**TASK DATA:**
----------------------------------------

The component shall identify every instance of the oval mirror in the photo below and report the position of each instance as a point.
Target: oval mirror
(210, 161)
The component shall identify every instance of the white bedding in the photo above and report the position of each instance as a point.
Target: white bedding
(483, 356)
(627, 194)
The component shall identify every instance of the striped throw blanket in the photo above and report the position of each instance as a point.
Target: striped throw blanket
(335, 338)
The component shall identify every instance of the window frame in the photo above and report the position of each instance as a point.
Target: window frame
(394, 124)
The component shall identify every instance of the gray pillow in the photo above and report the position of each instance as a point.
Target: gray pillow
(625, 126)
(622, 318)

----------------------------------------

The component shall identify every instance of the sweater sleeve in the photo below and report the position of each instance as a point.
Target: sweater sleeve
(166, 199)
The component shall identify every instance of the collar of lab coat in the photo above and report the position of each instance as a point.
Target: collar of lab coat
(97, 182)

----------------------------------------

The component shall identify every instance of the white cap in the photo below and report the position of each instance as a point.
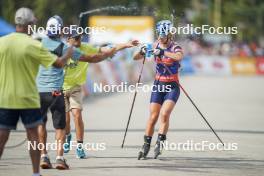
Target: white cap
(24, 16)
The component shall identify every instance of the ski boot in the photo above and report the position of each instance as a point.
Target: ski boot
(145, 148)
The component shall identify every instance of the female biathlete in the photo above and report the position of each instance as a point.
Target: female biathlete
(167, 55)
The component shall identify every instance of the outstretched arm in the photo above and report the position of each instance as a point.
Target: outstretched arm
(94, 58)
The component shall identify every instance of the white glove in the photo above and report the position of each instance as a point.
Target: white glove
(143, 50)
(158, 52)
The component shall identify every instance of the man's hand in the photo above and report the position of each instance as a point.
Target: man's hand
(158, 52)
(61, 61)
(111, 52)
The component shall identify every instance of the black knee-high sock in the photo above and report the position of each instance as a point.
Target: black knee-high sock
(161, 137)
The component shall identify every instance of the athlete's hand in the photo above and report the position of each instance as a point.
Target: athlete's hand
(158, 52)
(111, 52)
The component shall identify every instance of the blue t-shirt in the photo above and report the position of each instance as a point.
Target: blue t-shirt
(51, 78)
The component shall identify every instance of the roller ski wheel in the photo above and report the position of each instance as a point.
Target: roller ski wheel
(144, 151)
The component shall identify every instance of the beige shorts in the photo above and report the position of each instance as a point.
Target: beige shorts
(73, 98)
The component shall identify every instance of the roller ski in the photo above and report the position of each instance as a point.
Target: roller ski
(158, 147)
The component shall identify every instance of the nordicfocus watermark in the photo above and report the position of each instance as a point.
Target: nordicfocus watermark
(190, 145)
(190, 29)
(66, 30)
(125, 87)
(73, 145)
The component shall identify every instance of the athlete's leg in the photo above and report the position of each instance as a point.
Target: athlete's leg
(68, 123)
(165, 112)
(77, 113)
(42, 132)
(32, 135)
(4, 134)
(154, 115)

----------------------------------------

**EXERCISE AIM:** Count the lines in the material above where the string "below" appears, then state only that count.

**WORKED SOLUTION:** 3